# START OF Data for processing

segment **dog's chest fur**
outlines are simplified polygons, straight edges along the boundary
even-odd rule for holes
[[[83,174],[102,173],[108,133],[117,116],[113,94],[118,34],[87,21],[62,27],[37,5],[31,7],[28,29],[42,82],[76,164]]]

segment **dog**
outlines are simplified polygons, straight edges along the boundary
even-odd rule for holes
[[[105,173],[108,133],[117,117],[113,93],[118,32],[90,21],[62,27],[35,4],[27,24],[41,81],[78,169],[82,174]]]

# END OF Data for processing

» Exercise description
Write out the entire listing above, reproducing every line without any change.

» Output of the task
segment **dog's chest fur**
outlines are simplified polygons, straight edges along the boundary
even-odd rule for holes
[[[83,174],[102,173],[108,133],[117,116],[113,94],[118,34],[87,21],[62,27],[37,5],[31,7],[28,29],[42,82],[76,164]]]

segment **dog**
outlines are simplified polygons, straight edges along the boundary
even-odd rule for holes
[[[105,173],[108,133],[117,117],[113,93],[118,32],[90,21],[62,27],[35,4],[27,24],[41,81],[78,169],[82,174]]]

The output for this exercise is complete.